__Extracted text__
Segment Open

U.S. Border Agents Routinely Locking Up Families With Young Children In 'Freezing Cells' For Days, Report Says

GettyImages-923436734 (1)
A Honduran mother walks with her children next to the U.S.-Mexico border fence as they turned themselves in to Border Patrol agents on February 22, 2018 John Moore/Getty

U.S. border agents are routinely holding families, including young children, in "freezing cells" and conditions that violate international and national policies, a new report by Human Rights Watch alleges.

The 44-page report, titled "In the Freezer: Abusive Conditions for Women and Children in U.S. Immigration Holding Cells," details the experiences of dozens of people, including children, who say they were held in freezing holding cells, sometimes for days on end.

The human rights watchdog said it identified more than 100 cases in which women and children allege they were held in frigid cells beyond the three-day period recommended in U.S. Customs and Border Protection (CBP) guidelines. It said adult men and teenage boys were routinely separated from their wives, mothers and children.

Segment Closed

In the article about border holding cells, how many cases did Human Rights Watch say it identified of women and children held beyond the recommended three-day period? The data that follows has no connection to the article about border holding cells.

[Data for point localization]
Segment Open

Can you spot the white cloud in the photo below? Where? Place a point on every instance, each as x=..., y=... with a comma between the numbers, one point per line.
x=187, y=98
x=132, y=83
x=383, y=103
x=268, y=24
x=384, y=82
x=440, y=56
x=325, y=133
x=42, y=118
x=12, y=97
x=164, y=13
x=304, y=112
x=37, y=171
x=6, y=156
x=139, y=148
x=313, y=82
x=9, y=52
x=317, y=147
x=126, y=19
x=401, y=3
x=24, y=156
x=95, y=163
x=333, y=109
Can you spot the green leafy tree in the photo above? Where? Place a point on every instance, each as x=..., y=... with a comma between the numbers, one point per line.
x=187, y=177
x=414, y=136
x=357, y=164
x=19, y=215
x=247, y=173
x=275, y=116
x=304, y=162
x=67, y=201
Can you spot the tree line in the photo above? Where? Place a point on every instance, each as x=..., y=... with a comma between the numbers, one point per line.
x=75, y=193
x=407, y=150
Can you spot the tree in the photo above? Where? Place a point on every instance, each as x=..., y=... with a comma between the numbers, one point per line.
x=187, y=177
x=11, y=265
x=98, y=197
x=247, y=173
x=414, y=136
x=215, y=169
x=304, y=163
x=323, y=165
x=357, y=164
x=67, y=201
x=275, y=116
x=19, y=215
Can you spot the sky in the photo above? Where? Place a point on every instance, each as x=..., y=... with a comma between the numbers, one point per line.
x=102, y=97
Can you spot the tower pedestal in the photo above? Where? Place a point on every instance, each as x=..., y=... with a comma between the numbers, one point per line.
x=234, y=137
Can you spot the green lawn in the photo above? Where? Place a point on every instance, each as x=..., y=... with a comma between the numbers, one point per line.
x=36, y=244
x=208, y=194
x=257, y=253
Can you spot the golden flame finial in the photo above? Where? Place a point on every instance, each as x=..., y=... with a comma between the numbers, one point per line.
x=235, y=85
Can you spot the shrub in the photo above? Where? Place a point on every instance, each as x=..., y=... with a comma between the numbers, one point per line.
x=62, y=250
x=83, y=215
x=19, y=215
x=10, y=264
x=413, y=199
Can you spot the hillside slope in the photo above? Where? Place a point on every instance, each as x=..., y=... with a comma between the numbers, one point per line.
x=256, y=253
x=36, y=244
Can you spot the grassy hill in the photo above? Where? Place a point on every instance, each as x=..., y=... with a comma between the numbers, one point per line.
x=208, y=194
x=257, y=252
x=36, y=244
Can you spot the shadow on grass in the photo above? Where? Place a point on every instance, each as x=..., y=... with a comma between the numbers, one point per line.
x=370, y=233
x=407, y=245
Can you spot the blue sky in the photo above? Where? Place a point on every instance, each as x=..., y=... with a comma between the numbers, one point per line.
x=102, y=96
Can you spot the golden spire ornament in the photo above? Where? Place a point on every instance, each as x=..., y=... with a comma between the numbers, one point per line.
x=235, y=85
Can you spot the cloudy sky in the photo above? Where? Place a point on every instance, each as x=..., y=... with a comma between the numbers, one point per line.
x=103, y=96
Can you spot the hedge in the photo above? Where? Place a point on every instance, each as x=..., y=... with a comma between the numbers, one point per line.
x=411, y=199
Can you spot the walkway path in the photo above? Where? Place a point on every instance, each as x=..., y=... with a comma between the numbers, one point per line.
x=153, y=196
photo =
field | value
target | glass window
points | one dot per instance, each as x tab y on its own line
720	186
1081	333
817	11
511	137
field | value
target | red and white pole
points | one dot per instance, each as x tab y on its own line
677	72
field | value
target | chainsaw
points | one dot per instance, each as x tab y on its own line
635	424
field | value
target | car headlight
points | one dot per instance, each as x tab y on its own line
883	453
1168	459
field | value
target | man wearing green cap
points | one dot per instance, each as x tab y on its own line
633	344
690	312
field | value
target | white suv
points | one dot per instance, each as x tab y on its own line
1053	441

Segment Closed

__Your solution__
More than 100 cases.